__TASK REQUIREMENTS__:
a: Answer these questions from the Sysonby passage:
(i) Which school did Edward Ponsonby attend?
(ii) In what year did he become the 2nd Lord Sysonby?
(iii) Whom did his sister Loelia marry first?
b: What films does the Sysonby passage name? List every one.
c: According to the Sysonby passage, why was John, the heir to the title, not born until 1945?

Lieutenant-Colonel Edward Gaspard Ponsonsby, 2nd Baron Sysonby  (7 June 1903 – 21 January 1956), was an officer of the British Army and a member of the House of Lords.

Family
Edward Ponsonby was born in 1903, the only surviving son of Frederick Ponsonby the first Baron, and the cookbook author Ria Sysonby (née Kennard).

The Ponsonby family has played a leading role in British life for two centuries. In addition to his father's role as trusted adviser to three British monarchs, his grandfather was the Sir Henry Ponsonby – memorably played by Geoffrey Palmer in the film Mrs Brown – who was Private Secretary to Queen Victoria. His great-grandfather was badly wounded at the Battle of Waterloo, but survived to become General Sir Frederick Ponsonby. The sister who helped nurse him back to health was Lady Caroline, better known to history under her married name of Lady Caroline Lamb as the wife of the future Prime Minister Lord Melbourne and lover of the poet Lord Byron. Lady Caroline was also a key figure in the film Lady Caroline Lamb – played by Sarah Miles – in 1972. The father of the two siblings, Edward's great-great-grandfather, was the 3rd Earl of Bessborough. The man wounded at Waterloo is not to be confused with another Ponsonby depicted on film, his kinsman General Sir William Ponsonby, whose death – possibly due to not risking his best horse in battle – at the hands of a group of lancers is an incident noted in the film Waterloo. Edward's sister, Loelia, married the 2nd Duke of Westminster, before remarrying, after the Second World War, to become the alliterative Lady Loelia Lindsay.

Edward Ponsonby was educated at Eton College.

Career
Edward Ponsonby's father died in the year that he was granted a peerage and Edward Ponsonby became the 2nd Lord Sysonby in 1935.

On 2 October 1936, the Lord Sysonby married Sallie Whitney Sanford, the daughter of Dr. Leonard Cutler Sanford. There were two children from the marriage. A daughter, Hon. Carolyn Ponsonby, was born in 1938, but the long absences during the war years meant that it was not until 1945 that John, the sole heir to the title, was born.

__MATERIAL SUPPLIED__:
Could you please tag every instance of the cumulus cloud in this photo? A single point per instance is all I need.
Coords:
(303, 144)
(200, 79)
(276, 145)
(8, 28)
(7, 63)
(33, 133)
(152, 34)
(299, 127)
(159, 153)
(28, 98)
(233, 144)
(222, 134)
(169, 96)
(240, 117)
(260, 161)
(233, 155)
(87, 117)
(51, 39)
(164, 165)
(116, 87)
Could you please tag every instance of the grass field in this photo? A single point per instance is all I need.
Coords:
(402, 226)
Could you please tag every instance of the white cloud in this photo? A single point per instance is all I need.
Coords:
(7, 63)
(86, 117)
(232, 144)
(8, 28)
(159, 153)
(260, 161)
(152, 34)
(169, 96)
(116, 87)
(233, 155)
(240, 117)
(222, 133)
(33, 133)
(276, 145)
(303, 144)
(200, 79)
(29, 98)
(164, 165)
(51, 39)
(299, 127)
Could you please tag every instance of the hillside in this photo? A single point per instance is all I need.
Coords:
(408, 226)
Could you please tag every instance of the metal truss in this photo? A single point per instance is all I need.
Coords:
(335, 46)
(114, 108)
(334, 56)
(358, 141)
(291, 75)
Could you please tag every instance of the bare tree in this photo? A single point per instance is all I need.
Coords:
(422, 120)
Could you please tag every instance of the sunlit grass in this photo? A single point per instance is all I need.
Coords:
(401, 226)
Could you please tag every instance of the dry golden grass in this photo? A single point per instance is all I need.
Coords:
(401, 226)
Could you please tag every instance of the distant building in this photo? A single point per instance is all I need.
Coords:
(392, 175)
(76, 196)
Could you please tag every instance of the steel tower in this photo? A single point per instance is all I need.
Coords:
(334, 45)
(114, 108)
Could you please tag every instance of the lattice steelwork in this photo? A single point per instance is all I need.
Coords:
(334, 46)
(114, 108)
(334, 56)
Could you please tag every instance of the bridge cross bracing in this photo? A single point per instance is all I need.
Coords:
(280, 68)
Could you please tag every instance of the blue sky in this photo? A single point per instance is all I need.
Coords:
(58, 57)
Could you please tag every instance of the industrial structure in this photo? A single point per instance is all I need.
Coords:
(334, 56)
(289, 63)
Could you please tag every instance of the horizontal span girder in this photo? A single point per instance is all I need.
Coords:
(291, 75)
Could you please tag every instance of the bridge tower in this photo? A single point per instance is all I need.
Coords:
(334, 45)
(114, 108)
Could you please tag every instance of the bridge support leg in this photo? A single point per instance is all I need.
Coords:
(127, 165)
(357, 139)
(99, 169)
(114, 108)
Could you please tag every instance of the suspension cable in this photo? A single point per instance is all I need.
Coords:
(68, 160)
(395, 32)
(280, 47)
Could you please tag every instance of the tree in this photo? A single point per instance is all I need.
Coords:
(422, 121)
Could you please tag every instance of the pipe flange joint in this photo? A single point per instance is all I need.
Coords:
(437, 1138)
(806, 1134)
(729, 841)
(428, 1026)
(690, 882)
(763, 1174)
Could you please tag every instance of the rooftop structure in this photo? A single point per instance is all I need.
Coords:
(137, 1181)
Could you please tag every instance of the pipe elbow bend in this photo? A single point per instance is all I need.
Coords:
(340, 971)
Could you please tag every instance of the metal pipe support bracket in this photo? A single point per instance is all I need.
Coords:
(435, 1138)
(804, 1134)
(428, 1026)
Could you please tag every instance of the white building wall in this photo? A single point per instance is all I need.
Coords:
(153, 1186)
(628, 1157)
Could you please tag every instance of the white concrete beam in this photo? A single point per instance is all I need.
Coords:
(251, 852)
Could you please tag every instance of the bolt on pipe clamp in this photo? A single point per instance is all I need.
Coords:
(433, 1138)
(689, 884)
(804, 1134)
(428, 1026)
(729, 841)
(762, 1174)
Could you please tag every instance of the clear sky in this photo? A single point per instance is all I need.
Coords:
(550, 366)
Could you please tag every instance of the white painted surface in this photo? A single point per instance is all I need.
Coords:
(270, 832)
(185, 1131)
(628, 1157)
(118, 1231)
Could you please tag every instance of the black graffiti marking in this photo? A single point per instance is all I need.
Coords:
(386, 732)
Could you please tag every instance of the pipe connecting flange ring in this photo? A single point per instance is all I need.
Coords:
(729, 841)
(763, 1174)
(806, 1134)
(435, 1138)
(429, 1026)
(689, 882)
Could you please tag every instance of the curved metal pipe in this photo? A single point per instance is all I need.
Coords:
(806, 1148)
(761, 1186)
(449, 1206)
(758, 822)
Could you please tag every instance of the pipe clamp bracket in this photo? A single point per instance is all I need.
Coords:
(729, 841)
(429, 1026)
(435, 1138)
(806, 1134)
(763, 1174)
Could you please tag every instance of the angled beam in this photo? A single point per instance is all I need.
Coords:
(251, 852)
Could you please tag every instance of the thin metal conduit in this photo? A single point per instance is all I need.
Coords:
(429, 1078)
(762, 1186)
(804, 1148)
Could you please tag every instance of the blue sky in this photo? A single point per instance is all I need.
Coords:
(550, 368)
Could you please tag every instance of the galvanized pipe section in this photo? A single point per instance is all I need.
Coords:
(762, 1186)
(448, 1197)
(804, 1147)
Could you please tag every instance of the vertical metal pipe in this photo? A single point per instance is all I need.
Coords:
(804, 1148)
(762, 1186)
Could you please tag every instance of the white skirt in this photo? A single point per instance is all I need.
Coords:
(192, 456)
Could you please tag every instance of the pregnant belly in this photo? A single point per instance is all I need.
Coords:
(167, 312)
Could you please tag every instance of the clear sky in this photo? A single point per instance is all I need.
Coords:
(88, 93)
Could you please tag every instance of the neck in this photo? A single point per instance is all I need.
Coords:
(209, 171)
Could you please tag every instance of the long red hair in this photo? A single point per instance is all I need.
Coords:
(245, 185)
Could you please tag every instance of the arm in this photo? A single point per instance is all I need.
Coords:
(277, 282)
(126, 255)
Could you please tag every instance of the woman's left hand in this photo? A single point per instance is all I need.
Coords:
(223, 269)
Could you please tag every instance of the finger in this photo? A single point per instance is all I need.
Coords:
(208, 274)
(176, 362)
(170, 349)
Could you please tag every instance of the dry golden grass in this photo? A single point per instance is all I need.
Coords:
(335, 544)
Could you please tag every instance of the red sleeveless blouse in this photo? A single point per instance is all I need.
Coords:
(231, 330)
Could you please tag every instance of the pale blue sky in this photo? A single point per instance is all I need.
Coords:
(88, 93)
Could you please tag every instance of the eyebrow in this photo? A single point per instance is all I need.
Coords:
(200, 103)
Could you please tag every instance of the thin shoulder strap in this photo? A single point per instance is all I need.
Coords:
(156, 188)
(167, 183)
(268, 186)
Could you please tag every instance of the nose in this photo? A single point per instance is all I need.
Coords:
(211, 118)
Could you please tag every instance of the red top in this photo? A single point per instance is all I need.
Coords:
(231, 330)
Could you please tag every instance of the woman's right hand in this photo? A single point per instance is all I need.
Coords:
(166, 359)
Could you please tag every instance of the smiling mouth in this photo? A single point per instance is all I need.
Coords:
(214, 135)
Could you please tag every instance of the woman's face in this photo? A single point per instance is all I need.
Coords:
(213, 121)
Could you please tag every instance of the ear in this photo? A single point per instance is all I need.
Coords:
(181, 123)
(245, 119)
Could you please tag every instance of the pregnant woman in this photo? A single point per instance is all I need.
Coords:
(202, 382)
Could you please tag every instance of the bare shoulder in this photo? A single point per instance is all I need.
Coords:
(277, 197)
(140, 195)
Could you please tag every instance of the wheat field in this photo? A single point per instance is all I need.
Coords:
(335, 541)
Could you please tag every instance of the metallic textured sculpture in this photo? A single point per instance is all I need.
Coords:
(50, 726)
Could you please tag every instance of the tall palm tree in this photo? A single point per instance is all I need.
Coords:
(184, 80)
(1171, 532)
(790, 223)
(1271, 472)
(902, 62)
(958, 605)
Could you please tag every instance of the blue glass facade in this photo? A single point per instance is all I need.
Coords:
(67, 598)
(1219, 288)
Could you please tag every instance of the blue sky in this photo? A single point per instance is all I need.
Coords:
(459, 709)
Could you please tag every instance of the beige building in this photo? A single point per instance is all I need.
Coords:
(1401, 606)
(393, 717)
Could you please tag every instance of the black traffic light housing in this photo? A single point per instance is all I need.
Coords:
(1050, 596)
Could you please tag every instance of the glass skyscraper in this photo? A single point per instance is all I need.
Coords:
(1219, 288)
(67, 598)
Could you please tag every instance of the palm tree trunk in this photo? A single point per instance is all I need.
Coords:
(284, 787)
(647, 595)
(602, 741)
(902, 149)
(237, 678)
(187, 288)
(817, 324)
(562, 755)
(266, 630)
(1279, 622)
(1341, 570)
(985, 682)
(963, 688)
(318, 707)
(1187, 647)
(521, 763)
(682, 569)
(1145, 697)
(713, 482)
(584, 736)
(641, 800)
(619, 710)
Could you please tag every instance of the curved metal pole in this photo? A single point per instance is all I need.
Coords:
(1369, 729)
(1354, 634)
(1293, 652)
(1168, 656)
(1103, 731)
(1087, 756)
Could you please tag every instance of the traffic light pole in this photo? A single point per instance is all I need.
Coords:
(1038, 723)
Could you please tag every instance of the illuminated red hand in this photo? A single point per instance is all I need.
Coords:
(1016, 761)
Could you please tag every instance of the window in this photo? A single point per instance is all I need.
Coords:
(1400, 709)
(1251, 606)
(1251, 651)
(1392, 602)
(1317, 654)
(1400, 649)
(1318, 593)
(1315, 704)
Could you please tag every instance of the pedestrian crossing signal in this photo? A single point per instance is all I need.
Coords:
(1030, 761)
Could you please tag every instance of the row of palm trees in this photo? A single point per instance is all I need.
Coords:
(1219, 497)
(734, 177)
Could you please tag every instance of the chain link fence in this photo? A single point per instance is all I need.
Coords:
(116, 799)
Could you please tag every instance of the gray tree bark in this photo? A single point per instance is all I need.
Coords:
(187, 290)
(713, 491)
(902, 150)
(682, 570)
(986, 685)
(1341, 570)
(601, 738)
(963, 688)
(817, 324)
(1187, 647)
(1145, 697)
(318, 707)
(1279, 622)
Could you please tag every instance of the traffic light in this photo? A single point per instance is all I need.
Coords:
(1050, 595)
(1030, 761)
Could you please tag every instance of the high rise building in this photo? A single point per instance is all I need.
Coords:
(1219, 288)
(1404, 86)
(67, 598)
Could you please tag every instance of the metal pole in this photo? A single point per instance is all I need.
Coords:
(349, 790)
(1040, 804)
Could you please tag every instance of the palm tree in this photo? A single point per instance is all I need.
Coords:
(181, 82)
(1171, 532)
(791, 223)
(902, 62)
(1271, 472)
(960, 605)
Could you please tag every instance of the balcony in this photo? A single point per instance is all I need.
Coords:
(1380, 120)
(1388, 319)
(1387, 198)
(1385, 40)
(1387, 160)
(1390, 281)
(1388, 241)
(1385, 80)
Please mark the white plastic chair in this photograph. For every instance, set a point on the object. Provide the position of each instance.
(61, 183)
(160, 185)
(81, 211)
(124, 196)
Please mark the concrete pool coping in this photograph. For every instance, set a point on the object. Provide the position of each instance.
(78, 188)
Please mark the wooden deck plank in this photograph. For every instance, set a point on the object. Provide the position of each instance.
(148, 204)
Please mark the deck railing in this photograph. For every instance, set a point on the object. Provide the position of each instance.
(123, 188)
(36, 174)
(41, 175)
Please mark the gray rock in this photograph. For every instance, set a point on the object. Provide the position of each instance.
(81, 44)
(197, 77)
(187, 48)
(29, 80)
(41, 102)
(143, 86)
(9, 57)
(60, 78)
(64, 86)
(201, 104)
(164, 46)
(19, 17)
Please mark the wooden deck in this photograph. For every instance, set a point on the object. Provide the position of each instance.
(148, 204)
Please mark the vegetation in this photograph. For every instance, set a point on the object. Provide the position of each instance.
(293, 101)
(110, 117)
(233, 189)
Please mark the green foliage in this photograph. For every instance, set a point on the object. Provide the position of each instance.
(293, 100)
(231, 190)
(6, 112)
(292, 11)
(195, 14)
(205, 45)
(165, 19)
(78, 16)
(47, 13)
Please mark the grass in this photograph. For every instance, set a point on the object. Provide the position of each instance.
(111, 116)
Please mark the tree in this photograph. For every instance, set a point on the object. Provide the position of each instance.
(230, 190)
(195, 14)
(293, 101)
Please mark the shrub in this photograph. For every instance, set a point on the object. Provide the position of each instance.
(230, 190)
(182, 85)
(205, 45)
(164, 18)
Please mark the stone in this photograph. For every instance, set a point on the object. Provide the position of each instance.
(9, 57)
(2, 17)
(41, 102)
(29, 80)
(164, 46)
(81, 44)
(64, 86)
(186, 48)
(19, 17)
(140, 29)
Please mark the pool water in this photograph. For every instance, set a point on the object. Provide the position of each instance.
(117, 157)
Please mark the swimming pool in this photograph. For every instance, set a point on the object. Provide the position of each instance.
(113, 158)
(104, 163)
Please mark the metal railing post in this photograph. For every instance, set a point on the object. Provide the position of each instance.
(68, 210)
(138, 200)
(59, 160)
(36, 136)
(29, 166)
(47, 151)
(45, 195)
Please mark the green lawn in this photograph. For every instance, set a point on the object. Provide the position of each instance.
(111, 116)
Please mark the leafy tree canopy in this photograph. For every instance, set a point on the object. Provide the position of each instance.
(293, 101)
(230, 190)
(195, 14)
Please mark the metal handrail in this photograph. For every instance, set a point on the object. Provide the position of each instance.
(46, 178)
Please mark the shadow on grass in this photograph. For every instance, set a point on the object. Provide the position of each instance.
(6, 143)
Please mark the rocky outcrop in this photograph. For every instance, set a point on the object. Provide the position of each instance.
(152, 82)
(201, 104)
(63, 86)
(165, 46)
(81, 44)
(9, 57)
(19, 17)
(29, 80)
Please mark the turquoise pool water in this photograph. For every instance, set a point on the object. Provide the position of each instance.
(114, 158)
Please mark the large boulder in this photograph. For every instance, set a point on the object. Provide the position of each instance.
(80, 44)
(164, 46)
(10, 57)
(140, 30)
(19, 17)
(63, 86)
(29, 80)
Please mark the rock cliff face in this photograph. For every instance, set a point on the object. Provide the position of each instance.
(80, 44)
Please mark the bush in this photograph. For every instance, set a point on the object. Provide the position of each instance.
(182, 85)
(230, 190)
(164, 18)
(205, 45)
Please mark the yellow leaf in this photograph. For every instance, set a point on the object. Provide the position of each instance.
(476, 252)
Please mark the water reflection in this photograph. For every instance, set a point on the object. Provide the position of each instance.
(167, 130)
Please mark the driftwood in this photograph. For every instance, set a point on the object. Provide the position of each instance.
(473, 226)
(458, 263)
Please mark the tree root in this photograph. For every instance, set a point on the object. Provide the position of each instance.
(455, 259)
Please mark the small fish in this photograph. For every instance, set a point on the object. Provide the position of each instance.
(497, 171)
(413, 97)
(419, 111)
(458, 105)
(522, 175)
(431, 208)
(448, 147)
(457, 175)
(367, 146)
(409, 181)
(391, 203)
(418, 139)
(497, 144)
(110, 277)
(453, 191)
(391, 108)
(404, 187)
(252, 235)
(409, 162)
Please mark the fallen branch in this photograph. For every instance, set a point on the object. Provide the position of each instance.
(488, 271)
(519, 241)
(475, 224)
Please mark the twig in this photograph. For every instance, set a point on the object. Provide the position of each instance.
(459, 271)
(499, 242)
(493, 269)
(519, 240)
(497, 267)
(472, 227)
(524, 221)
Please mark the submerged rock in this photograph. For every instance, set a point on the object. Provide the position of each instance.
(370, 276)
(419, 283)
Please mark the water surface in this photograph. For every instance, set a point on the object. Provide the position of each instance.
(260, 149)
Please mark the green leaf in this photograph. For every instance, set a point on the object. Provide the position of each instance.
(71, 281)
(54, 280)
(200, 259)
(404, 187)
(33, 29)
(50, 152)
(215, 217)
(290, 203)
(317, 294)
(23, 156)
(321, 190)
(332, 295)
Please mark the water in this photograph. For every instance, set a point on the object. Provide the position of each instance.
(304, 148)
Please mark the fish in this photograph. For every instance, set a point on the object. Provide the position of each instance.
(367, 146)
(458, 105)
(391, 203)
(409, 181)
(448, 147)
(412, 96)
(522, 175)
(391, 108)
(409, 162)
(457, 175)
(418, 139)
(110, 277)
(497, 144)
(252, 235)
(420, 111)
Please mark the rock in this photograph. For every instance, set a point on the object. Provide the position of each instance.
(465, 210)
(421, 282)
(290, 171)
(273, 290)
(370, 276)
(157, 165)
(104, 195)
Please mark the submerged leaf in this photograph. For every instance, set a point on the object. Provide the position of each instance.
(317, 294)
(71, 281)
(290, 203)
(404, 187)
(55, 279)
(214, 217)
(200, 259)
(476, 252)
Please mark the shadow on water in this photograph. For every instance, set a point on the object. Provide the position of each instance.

__SOLVED TASKS__:
a:
(i) Eton College
(ii) 1935
(iii) The 2nd Duke of Westminster

b:
- Mrs Brown
- Lady Caroline Lamb
- Waterloo

c: The passage says the long absences during the war years delayed his birth. That is why John arrived in 1945, although his sister Carolyn had been born in 1938.